**EXTRAIT SOURCE**
Jean Brunel Pierre Crédit photo : Julio Gauthier |
Jean Brunel Pierre |
Caraïbes Inter Multi Services de Jean Brunel Pierre à la rue Hyppolite à Jérémie. |
Étant
naturellement porté à admirer les gens qui forgent eux-mêmes leur destin,
gravissent avec assurance les échelons de la réussite, je n’ai pas cessé
d’admirer Brunel et de lui dire toute l’estime que j’avais pour lui. J’ai donc
reçu comme une tuile sur la tête l’appel téléphonique m’annonçant sa mort
soudaine. Et lorsque les témoignages sur son engagement social ont commencé à arriver,
j’ai eu en quelque sorte la confirmation du fait que le personnage que
j’admirais en lui n’était pas seulement un ami, mais un homme qui jouissait
dans des milieux très variés d’une très grande considération. Un être hors du
commun. En dépit, ou à cause même, de certaines grandes limitations imputables
aux caprices du destin.
Dr Simphar Bontemps |
Des
nombreux témoignages recueillis, je retiendrai trois qui confirment mes
opinions sur l’ami disparu et sur la tristesse que cette perte cause dans le
milieu haïtien. Sur l’état des soins de santé au pays et sur un plan tout à
fait personnel, le chirurgien à la retraite et ancien ministre de la Santé
publique Simphar Bontemps m’écrivait dans la matinée du 6 avril :
«
Oui, mon frère, j'ai été terrassé par cette nouvelle qui nous flanque
à la face la grimaçante situation des services de santé dans le pays. Mwen
tris, mwen tris, mwen tris… »
De
son côté, notre ami commun Michel Paisible, qui vit comme moi à Ottawa,
me racontait la veille au soir que Brunel lui avait demandé une année de lui
envoyer pour ses œuvres de bienfaisance cinq exemplaires de la dernière édition
du Petit Larousse illustré, car ceux qu’utilisaient les enfants du quartier
étaient trop anciens. Au sujet des frais d’envoi, il avait pris la peine de
préciser : « Ne te fais pas de souci pour les frais d’envoi. Tu me
les expédies par DHL pour qu’ils arrivent avant la rentrée. » Sans
commentaires!
Dans
la même veine, l’avocat Kely Tabuteau, qui fait un travail admirable en Floride
en matière de vulgarisation du droit haïtien, a immédiatement ajouté sa voix au
concert des louanges qui a suivi le départ de Brunel. Dans un bref hommage posté
dans Haïti
Connexion Worldwide, Kély souligne que Brunel avait acheté plusieurs
dizaines de ses ouvrages pour les offrir aux étudiants en droit de la ville.
La résidence de Brunel Pierre Crédit photo: Julio Gauthier |
Brunel
croyait fermement dans les vertus de l’instruction et il n’a ménagé aucun
effort pour encourager les jeunes de la ville à étudier sans relâche, même
quand les conditions de vie à Jérémie s’étaient détériorées à l’extrême. Je l’ai vu à l’œuvre durant un séjour à Jérémie au plus fort de l’embargo
commercial de 1992-1993. Tandis que la pénurie d’essence imposait des
sacrifices énormes à la population, Brunel illuminait son quartier pour
permettre aux jeunes des environs de venir étudier sous les lampadaires de sa
rue.

**CONSIGNE**
Pouvez-vous poursuivre l'hommage à Brunel Pierre après sa dernière phrase, celle qui finit par « sous les lampadaires de sa rue » ?

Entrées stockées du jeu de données
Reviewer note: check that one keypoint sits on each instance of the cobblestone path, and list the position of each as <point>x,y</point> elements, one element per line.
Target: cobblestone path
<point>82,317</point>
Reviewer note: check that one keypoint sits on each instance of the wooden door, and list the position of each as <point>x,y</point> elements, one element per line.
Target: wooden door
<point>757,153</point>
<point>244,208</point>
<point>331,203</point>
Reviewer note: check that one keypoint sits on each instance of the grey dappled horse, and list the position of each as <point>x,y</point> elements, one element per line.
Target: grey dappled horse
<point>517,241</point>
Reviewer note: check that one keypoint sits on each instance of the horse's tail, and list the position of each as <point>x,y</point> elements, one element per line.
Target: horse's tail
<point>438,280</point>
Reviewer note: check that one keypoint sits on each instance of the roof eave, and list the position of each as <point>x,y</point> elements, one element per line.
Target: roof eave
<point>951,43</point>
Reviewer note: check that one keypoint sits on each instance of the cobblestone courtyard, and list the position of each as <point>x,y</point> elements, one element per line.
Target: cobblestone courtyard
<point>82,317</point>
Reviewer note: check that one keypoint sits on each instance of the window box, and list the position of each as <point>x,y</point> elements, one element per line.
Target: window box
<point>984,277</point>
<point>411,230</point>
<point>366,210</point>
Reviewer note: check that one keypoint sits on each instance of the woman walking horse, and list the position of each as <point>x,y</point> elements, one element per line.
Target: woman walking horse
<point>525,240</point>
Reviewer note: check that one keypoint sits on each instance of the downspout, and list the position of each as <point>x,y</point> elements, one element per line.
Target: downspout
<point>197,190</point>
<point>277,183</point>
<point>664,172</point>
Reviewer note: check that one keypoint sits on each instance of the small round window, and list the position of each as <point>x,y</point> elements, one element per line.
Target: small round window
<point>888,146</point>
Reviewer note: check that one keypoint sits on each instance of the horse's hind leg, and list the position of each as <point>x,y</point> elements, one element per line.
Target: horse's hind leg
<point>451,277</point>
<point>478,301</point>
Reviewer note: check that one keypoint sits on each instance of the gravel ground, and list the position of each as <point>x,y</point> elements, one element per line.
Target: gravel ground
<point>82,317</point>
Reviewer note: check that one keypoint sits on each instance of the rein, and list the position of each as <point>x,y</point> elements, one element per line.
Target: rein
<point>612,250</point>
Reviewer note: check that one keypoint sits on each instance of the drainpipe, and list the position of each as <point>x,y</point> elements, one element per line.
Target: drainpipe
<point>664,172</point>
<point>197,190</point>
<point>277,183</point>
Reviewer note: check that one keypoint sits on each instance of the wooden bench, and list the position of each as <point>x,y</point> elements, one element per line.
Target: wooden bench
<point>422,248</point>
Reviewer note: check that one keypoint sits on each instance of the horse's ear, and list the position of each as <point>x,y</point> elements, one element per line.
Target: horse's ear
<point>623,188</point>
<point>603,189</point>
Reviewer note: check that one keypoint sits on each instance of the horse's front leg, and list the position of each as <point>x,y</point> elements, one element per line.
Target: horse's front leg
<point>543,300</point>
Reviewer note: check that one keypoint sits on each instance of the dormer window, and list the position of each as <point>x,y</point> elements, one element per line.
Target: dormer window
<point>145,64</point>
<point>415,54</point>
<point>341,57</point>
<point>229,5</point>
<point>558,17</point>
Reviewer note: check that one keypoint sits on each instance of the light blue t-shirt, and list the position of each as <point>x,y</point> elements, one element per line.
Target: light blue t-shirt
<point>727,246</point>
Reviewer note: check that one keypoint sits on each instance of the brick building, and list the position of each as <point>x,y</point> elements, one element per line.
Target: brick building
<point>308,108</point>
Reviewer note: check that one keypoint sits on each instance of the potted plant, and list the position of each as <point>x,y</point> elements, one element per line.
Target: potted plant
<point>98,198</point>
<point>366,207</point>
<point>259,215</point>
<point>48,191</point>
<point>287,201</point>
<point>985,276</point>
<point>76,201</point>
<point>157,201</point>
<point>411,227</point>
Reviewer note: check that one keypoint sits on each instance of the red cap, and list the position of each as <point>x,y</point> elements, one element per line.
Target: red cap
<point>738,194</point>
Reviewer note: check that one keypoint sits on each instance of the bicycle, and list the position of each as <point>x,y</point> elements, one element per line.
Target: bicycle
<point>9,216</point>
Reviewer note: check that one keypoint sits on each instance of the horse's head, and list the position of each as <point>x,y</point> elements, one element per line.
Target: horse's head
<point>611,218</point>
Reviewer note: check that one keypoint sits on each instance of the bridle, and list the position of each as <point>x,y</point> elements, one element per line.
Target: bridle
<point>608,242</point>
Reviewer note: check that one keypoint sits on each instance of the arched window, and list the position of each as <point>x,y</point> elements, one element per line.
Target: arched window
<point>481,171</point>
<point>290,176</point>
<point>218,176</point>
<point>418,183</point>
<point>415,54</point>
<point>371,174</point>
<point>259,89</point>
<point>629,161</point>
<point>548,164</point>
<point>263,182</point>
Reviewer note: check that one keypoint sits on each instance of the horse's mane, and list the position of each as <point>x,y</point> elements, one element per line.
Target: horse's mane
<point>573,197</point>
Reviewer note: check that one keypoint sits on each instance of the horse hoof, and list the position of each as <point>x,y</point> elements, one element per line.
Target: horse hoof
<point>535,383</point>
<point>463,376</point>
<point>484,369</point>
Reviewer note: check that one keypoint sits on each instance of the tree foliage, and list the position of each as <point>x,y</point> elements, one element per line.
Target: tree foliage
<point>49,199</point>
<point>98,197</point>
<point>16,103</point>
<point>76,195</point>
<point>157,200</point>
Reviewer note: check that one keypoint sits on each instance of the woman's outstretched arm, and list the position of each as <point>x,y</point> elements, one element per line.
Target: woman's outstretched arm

**RÉPONSE**
Quand,
dix ans plus tard, je serai sollicité par Concepcia Pamphile pour participer
aux cérémonies du 90e anniversaire de l’Hôpital
Saint-Antoine en produisant une brochure sur l’histoire de l’institution,
Brunel sera le premier à embarquer dans le projet en en prenant à sa charge une
partie des frais d’impression. Encore une fois : Merci Brunel, pour
moi-même et pour Jérémie.
Un bref rappel historique
Dans
la succession des malheurs qui ont frappé la Grand’Anse après la période coloniale de grande prospérité fondée
sur l’esclavage, il y a eu : les
cataclysmes naturels à répétition comme l’inondation de 1935 et les ouragans Hazel
en 1954, Flora en 1963, Matthew
en 2016; les commotions politiques fréquentes de la période haïtienne; les
guerres civiles ponctuées d’exécutions massives comme les massacres de
Dessalines; les attaques de Sylvain Salnave en 1869 où Jérémie
n’a survécu que grâce au génie militaire des
généraux Brice Aîné et Kerlegrand; la rébellion de Jérémie sous Salomon en
1883, qui se soldera par un retentissant échec et par l’exécution des
protagonistes. À cet égard, on ne saurait passer sous silence la répression
sauvage ordonnée par François Duvalier après le coup de force manqué des
Treize de Jeune Haïti en 1964.
Un peu de Nono Lavaud et de Clémard
Joseph Charles
Nono Lavaud (au centre) entre le Dr A. Cavé et Anthony Samedi en 1946 au terme d'une grève des débardeurs du port de Jérémie. |
Max Rigaud |
Clémard Joseph Charles Collection Eddy Cavé |
Fondateur
de la première banque privée haïtienne et premier commerçant à introduire les
produits japonais en Haïti, notamment les Toyota, Clémard était pour moi l’exemple
parfait d’une réussite sociale et financière en milieu hostile. Il n’a
toutefois pas eu la sagesse de se tenir à l’écart de la politique et c’est ce
qui l’a perdu. Comme Clémard, Brunel a gravi en moins de trente ans les divers
échelons de la réussite et il a servi sa communauté avec une rare générosité. Mais,
contrairement à ce dernier, il a su résister jusqu’au dernier jour de sa vie
aux chants de sirènes et aux appels répétés de l’aventure politique. Bravo cher
ami!
Sa barque a fait naufrage durant une
nuit d’avril…
Brunel Pierre (Avril 2018) |
Cet
homme généreux et avenant au sourire communicatif était au fond, comme je l’ai
écrit au sujet de Nono Lavaud, un homme triste, solitaire malgré ses apparences
de jovialité et de parfait homme du monde. Comme Clémard Joseph Charles, il n’a
jamais été accepté comme un partenaire à part entière dans le cercle des gens
d’affaires auquel il avait accédé sur la base, non pas de la naissance, mais du
mérite. Contrairement à Clémard qui vociférait continuellement contre les
forces du statu quo qui s’étaient liguées contre lui, Brunel était fermé comme
une huitre. Sous une carapace qu’aucun de ses proches n’a pu véritablement
percer, il a vécu les succès et les échecs de l’existence avec le sourire et le
même regard impassible et impénétrable.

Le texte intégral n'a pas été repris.